● Consigna 1
Extrae de los registros todas las líneas que contengan la palabra "coat".

### Texto citado

Hernán, el tachero de Puerto Iguazú, sabía todo sobre
Ciudad del Este. Con cada frase me recordaba aquello de “A la frontera hay que
saber manejarla” que había acuñado el uruguayo. “Ropa? No… sólo electrónica. Lo
demás se consigue aquí al mismo precio.” “Pero me dijeron que…” insistí.
“Quiere que le cuente algo” y el tachero lanzó su infidencia como si el
cronista fuera su amigo de años. Claro, el cronista no le había dicho que era
cronista, hasta ese momento era solo un pasajero y un potencial cliente. “Los
otros días fui a la terminal de ómnibus a buscar unos paquetes. Tenía que
llevarlos a Ciudad del Este. Bueno, dije, sin preguntar. Era ropa. Cuatro bagallos,
puse tres en el baúl y uno en el asiento de atrás y me fui. Era ropa. Para
vender allá. ¿Sabe de dónde venía? De la Salada , de Buenos Aires…”
–¿Y las cosas pasan por la frontera así nomás,
tranquilamente….? –preguntó con estudiada ingenuidad el cronista.
–A los taxistas no nos revisan. Si usted va por su
cuenta pueda que tenga que declarar, sobre todo si el bulto es grande; pero si
viene con nosotros, pasa cualquier cosa.
Cuando cruzó la frontera, el cronista reconoció que el
paseo es más placido de lo que se espera. Solo existe la aduana argentina,
después Brasil y Paraguay son un solo corazón. Nadie mira, nadie pregunta,
nadie pierde el tiempo en registrar gente sin importancia.
En Migraciones argentina hay que mostrar el documento, y
cuando se regresa, pasar los bultos que se llevan por un escáner. Nadie se
detiene en nada. Es más, si el bulto queda en los buses, nadie se ocupa de
rastrearlos. Cuando salía de Foz de Iguazu rumbo a Ciudad del Este, separadas
por un puente de unos 200
metros , atiborrado de autos, camionetas y motos, con dos
sendas peatonales a ambos lados, el cronista intentó ingresar en la oficina de
migraciones de Brasil.
–Soy argentino –dijo –. Voy hacia Paraguay.
Una morena entrada en carnes que había archivado la
famosa simpatía brasileña, miró al cronista como un marciano. “Siga… siga” dijo
como molesta por la impertinencia de querer mostrar documentos en una frontera
internacional.
El puente cruza un río manso que nadie mira. En el
medio, una isla con árboles que nadie visita. En esa senda peatonal que conduce
al paraíso del Este todo el mundo camina apurado. Algunos regresan con
paquetes; otros traen bultos en zorras de dos ruedas; y están los que acomodan
sus cuerpos debajo de enormes bagallos sin identificación. Al fondo, decenas de
edificios rompen la verde monotonía de la selva y el río.
Este enclave nacido en un lugar de ensueño tuvo su
bautismo poético. Puerto Flor de Lis se llamó en 1957, cuando se fundó. Poco
después la megalomanía de turno le ganó a la inspiración y la ciudad pasó a
llamarse Puerto Stroessner, por el casi eterno dictador paraguayo que fue
despegado del sillón presidencial en 1989. Tras un plebiscito, el antiguo
puerto florido pasó a llamarse Ciudad de Este. Todavía se trataba de un punto
bello y riesgoso. La selva no daba tregua pero algunos vieron la ventaja de
tener estatus de “ciudad franca” como le llaman. En la actualidad es la tercera
mayor zona de libre comercio del mundo, después de Miami y Hong Kong, un
privilegio que muchos no saben cómo evaluar.

######
### Datos proporcionados

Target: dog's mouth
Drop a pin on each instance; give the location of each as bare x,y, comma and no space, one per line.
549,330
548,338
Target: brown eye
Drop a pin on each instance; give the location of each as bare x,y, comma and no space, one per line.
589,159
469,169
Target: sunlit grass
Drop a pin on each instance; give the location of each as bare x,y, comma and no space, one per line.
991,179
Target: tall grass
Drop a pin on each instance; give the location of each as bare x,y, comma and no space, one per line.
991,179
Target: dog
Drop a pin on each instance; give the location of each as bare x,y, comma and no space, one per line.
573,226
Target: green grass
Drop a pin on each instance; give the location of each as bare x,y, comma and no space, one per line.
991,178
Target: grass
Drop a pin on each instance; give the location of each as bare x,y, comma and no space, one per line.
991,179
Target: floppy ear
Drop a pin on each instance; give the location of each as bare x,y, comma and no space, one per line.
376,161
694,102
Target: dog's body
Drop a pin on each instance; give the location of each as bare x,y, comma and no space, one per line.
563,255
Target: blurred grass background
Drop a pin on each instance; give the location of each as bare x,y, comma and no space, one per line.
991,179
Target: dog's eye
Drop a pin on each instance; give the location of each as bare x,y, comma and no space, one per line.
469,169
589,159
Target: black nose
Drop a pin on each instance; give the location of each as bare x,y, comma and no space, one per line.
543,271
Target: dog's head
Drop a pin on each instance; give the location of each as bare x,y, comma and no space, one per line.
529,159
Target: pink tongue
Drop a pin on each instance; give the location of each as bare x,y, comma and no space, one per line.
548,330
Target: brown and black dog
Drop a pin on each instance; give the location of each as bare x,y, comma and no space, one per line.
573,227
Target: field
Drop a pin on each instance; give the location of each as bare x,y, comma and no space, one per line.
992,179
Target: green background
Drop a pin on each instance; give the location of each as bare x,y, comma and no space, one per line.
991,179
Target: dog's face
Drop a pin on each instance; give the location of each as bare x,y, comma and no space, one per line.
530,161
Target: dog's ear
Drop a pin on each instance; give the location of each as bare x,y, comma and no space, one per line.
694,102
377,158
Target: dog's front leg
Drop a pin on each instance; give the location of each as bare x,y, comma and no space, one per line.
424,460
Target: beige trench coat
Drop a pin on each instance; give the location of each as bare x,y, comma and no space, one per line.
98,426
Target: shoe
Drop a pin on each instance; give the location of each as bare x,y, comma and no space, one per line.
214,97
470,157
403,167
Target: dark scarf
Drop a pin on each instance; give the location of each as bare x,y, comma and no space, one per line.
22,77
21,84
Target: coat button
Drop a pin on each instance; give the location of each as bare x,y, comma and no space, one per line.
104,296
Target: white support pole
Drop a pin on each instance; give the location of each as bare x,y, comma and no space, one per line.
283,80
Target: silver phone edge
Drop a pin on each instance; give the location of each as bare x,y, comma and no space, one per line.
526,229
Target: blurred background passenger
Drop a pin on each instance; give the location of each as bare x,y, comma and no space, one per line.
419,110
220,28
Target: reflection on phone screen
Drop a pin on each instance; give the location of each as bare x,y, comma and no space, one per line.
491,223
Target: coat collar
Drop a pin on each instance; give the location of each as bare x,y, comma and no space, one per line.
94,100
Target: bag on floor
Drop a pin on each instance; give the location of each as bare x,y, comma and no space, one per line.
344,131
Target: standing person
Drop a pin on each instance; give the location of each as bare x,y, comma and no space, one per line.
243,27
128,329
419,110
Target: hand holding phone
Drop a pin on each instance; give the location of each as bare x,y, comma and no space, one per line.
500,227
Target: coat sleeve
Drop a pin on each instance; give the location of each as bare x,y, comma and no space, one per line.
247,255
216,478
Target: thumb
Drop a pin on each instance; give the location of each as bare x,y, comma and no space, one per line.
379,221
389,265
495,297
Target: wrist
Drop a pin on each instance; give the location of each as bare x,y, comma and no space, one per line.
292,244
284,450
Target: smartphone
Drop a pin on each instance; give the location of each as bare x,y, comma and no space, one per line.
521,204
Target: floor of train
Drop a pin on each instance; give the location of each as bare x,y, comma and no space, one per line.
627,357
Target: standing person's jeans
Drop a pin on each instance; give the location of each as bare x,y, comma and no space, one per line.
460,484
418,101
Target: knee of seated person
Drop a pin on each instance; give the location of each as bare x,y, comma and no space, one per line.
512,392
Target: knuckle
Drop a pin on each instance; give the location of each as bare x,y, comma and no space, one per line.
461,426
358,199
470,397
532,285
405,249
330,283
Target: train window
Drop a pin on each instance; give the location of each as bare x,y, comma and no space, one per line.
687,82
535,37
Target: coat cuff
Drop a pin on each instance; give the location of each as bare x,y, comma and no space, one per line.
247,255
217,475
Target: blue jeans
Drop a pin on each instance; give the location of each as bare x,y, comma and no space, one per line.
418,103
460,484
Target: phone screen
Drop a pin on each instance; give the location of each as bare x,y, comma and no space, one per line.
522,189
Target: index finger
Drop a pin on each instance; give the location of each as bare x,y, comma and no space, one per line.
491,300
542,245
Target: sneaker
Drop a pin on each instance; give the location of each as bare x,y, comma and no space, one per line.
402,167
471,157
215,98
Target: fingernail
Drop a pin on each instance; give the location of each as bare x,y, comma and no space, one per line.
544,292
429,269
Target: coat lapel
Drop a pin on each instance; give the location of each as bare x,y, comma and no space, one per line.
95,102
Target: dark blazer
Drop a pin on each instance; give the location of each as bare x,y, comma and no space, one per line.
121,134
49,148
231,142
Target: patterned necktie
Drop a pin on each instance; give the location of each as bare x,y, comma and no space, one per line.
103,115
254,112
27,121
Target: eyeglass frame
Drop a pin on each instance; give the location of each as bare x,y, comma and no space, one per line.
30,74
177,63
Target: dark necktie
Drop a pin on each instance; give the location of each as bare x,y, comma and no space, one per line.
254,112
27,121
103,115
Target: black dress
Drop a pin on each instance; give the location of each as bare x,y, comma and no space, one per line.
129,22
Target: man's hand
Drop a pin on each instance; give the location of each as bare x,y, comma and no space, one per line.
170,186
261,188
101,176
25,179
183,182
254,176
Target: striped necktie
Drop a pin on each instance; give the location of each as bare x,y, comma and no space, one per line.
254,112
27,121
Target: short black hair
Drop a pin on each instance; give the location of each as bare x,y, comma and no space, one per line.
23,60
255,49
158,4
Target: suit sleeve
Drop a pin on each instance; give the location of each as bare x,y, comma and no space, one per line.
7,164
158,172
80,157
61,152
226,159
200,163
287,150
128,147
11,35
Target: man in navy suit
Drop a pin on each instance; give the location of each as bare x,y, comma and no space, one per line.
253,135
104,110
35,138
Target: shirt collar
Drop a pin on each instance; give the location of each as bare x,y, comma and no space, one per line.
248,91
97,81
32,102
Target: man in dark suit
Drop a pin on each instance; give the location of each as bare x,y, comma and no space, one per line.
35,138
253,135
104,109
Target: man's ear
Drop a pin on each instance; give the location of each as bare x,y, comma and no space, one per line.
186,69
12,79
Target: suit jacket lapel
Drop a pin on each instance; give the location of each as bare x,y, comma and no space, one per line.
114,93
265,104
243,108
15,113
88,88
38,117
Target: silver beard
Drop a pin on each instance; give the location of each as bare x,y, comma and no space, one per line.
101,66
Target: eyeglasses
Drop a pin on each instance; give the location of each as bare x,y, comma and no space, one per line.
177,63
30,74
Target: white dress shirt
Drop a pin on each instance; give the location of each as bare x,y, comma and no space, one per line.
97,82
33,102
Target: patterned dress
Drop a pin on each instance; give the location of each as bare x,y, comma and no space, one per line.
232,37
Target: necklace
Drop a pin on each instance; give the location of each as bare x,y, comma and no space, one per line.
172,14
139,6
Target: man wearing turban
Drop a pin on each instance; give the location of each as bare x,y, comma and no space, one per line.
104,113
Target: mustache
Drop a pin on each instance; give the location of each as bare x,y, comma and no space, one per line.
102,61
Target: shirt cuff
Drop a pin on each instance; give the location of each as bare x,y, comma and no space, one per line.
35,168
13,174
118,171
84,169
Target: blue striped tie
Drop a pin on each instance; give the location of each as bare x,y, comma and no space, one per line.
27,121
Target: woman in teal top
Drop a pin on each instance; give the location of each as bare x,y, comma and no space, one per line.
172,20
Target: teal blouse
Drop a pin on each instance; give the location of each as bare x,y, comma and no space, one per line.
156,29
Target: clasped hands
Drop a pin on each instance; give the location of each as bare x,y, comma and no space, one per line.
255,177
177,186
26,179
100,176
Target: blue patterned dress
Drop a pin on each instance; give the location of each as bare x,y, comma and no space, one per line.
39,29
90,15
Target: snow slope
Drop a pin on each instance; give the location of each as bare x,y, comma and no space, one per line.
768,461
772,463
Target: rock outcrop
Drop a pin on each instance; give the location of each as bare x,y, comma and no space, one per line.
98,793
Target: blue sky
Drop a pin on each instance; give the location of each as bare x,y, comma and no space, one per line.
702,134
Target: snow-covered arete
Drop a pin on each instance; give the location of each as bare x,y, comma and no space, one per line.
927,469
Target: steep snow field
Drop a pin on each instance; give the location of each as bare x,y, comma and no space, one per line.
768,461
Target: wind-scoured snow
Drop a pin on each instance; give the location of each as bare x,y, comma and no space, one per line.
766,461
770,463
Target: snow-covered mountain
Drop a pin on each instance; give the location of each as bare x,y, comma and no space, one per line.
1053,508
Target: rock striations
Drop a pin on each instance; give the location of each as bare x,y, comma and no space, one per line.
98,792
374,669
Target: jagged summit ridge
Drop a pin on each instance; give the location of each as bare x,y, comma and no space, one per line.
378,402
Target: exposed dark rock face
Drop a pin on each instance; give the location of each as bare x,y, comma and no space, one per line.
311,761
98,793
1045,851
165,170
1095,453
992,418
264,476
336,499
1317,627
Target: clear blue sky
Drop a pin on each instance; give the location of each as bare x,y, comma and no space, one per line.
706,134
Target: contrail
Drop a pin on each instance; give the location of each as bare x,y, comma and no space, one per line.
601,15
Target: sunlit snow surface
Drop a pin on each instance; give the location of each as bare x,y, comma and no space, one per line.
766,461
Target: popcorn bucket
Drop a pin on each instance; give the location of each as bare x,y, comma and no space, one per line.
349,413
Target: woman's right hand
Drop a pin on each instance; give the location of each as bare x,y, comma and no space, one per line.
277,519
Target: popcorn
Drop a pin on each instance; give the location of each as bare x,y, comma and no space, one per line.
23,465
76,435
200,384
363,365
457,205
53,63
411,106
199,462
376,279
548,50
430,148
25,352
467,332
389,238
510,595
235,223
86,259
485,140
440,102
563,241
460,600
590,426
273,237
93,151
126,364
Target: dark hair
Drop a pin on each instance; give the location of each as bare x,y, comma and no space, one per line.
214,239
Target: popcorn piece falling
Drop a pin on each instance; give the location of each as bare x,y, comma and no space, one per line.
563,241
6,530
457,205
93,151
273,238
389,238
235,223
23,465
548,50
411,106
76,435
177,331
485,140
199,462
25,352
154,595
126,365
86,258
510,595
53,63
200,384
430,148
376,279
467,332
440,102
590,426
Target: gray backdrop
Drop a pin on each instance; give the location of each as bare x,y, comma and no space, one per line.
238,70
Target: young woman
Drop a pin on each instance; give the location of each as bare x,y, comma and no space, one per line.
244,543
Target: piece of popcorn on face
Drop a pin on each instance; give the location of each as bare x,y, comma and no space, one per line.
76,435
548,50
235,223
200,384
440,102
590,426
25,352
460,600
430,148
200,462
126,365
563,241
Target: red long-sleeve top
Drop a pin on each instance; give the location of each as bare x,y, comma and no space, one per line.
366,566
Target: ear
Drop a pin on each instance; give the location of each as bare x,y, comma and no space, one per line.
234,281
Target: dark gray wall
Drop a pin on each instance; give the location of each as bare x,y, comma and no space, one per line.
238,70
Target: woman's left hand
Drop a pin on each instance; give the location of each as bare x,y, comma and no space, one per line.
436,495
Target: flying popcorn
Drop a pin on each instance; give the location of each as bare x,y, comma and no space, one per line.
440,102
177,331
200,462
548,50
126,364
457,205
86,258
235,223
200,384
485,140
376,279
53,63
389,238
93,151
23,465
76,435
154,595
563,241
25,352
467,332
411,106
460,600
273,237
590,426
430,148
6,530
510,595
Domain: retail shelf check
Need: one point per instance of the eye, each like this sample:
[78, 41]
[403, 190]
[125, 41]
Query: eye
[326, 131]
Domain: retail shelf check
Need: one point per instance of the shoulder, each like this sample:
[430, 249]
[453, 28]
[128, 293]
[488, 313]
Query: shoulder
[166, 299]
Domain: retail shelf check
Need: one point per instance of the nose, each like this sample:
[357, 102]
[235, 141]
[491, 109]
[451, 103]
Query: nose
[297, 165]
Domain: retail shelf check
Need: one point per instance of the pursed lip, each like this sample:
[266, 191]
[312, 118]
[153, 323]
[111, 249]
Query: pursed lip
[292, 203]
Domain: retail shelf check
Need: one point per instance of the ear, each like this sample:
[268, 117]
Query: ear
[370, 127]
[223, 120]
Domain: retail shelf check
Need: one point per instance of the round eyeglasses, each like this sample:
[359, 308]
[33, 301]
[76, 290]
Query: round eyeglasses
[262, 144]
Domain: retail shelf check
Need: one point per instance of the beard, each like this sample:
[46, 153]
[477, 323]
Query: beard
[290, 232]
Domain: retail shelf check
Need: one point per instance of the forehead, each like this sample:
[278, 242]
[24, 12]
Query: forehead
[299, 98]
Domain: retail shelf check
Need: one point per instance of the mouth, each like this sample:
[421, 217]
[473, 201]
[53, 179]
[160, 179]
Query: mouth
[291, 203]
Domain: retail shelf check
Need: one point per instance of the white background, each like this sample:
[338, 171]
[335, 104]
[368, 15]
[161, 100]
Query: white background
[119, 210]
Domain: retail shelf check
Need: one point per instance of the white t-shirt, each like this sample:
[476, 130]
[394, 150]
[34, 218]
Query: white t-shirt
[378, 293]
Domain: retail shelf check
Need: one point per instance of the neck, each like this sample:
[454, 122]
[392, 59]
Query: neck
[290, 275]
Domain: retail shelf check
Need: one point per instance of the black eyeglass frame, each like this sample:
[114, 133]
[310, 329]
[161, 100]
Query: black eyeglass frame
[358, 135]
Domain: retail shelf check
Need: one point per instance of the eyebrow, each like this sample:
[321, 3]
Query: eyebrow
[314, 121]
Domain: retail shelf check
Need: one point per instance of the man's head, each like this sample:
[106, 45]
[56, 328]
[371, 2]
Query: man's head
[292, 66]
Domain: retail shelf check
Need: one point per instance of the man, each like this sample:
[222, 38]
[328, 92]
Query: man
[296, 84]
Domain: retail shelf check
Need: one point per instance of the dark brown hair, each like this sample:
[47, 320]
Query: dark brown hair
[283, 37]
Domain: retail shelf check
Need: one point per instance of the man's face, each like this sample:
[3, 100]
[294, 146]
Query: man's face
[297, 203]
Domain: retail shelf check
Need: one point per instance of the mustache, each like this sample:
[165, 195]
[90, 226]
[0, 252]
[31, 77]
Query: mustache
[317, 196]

######

● Consigna 2
Responde estas preguntas a partir del texto sobre Ciudad del Este:
(a) ¿Qué nombre tuvo la ciudad cuando se fundó en 1957?
(b) ¿De dónde venía la ropa que el tachero llevó a Ciudad del Este?
(c) ¿Qué longitud aproximada tiene el puente que separa Foz de Iguazú de Ciudad del Este?

● Respuesta escrita 1
Target: beige trench coat
Target: coat button
Target: coat collar
Target: coat sleeve
Target: coat cuff
Target: coat lapel

● Respuesta escrita 2
(a) Puerto Flor de Lis.
(b) De la Salada, de Buenos Aires.
(c) Unos 200 metros.